### Exercise
Copy out, word for word, the lines of the records below, starting with the line that contains "Exercise. Tag every instance of the white" and going on through the end of the records.
** start **
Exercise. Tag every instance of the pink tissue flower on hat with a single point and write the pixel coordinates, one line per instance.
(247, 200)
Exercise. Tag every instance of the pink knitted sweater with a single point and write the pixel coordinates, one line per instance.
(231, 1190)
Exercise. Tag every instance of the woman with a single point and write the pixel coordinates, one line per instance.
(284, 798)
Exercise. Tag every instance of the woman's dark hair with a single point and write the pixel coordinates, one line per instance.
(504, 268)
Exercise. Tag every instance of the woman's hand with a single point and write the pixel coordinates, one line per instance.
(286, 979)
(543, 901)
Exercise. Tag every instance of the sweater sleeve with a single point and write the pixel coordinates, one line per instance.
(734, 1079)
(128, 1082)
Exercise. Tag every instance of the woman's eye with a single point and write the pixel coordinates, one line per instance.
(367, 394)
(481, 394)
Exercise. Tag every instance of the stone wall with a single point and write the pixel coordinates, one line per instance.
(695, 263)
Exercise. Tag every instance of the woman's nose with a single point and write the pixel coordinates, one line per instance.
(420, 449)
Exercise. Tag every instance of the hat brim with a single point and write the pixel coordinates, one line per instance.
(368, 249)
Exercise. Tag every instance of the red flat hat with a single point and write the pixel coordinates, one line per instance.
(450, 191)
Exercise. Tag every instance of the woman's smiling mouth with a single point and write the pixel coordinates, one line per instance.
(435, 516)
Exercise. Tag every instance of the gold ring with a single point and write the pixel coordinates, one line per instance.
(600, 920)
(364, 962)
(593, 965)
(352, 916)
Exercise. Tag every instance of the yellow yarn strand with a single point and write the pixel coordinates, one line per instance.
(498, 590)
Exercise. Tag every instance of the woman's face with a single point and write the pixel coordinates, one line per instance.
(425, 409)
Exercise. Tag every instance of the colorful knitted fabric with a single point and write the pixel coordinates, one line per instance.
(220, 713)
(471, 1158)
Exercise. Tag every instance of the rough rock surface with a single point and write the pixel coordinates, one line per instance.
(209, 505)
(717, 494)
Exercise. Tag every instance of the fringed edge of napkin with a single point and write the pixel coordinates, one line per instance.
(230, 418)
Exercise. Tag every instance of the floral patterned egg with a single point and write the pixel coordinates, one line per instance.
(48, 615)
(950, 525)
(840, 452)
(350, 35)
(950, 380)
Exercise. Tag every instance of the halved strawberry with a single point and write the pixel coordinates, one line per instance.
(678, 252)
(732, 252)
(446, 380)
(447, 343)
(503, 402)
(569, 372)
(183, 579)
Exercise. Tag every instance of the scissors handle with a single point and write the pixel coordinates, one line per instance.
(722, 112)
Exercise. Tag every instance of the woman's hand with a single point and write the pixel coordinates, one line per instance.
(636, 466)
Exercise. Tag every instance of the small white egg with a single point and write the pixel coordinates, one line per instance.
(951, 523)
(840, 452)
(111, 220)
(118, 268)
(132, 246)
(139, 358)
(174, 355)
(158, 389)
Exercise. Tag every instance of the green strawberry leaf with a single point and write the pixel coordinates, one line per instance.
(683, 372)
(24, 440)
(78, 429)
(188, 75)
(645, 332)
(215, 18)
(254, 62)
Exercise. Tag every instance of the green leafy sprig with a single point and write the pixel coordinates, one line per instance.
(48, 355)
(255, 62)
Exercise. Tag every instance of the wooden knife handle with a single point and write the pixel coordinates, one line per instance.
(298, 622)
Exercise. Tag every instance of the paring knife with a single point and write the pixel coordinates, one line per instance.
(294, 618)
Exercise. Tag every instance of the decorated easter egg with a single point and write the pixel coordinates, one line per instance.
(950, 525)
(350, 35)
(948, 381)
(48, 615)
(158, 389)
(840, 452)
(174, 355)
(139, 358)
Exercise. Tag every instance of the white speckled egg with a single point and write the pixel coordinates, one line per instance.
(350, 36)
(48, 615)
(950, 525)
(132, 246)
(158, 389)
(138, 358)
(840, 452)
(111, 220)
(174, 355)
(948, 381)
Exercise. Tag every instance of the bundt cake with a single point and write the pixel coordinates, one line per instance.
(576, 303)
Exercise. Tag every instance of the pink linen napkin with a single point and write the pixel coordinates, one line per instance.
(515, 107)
** end **
### Written response
Exercise. Tag every instance of the white speckled egg with a single point and write the pixel coordinates, one line per instance.
(350, 36)
(48, 615)
(950, 525)
(132, 246)
(158, 389)
(138, 358)
(840, 452)
(111, 220)
(174, 355)
(948, 381)
Exercise. Tag every instance of the bundt cake with a single point and write the pixel coordinates, one line per instance.
(576, 303)
Exercise. Tag every instance of the pink linen napkin with a single point and write the pixel coordinates, one line per instance.
(515, 107)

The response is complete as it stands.